A teen intent on proving himself a man at an all-night rave is preoccupied by watching out for his impressionable younger brother. A pair of young men who follow two girls home from a party face the uncomfortable truth of their desires. An imaginative boy from the inner city goes swimming in the suburbs, and faces the effects of privilege in ways he can barely grasp. And at a capoeira conference, two brothers grapple with their painful family history.
Moving, lyrical and keen-eyed, A Lucky Man captures the inner lives of men and boys caught between hope and expectation, duty and desire.
PUBLISHERS WEEKLY
The nine stories in Brinkley's promising debut address persistent issues of race, class, and masculinity across three decades of New York City's history, from Manhattan's corporatization in the mid-'90s to the outer boroughs' gentrification today. In "No More Than a Bubble," two black Columbia undergrads crash a house party in Brooklyn, where they pair off with two older women with confounding, less-than-successful results. An imaginative young man finds his expectations of upper-middle-class life dashed during a day trip to the suburbs in "I Happy Am," while a former convict reconnects with a dead buddy's girlfriend in "A Family." The title story and "Clifton's Place" are the collection's two most successful stories, the latter conveying the particular sadness of older African-Americans left adrift by market forces and "revitalization." Other entries, in plot and in prose, can feel too polite and mannered to register as memorable, nodding toward a stylistic exuberance and transgressive edge that never fully appear. Nonetheless, Brinkley's stories offer penetrating perspectives and stirring tragedies.

§ Data items
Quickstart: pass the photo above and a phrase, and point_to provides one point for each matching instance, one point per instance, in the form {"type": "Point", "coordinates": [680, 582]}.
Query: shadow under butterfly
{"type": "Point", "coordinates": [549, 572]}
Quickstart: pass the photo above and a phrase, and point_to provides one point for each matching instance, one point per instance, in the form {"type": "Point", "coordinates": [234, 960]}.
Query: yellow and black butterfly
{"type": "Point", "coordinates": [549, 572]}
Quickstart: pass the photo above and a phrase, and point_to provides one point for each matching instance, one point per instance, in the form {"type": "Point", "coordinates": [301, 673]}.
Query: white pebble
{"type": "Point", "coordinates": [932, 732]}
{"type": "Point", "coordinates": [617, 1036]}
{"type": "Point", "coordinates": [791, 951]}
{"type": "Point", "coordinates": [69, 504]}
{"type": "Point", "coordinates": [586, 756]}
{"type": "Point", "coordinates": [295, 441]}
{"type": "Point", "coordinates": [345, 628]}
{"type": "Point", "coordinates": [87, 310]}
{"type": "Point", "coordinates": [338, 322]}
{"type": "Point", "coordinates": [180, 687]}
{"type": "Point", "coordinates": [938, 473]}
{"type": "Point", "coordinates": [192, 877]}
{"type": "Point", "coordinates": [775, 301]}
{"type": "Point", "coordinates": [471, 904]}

§ TASKS FOR THIS EXERCISE
A) According to the book description, how many stories are in Brinkley's debut?
B) Write out all the rows again, switching "Query" to "Label" and leaving everything else unchanged.
The book description and the rows have nothing to do with each other.

§ FINAL ANSWERS
A) Nine

B)
Quickstart: pass the photo above and a phrase, and point_to provides one point for each matching instance, one point per instance, in the form {"type": "Point", "coordinates": [680, 582]}.
Label: shadow under butterfly
{"type": "Point", "coordinates": [549, 572]}
Quickstart: pass the photo above and a phrase, and point_to provides one point for each matching instance, one point per instance, in the form {"type": "Point", "coordinates": [234, 960]}.
Label: yellow and black butterfly
{"type": "Point", "coordinates": [549, 572]}
Quickstart: pass the photo above and a phrase, and point_to provides one point for each matching instance, one point per instance, in the form {"type": "Point", "coordinates": [301, 673]}.
Label: white pebble
{"type": "Point", "coordinates": [932, 732]}
{"type": "Point", "coordinates": [617, 1036]}
{"type": "Point", "coordinates": [791, 951]}
{"type": "Point", "coordinates": [69, 504]}
{"type": "Point", "coordinates": [586, 756]}
{"type": "Point", "coordinates": [295, 441]}
{"type": "Point", "coordinates": [345, 628]}
{"type": "Point", "coordinates": [87, 310]}
{"type": "Point", "coordinates": [338, 322]}
{"type": "Point", "coordinates": [180, 687]}
{"type": "Point", "coordinates": [938, 473]}
{"type": "Point", "coordinates": [192, 877]}
{"type": "Point", "coordinates": [775, 301]}
{"type": "Point", "coordinates": [471, 904]}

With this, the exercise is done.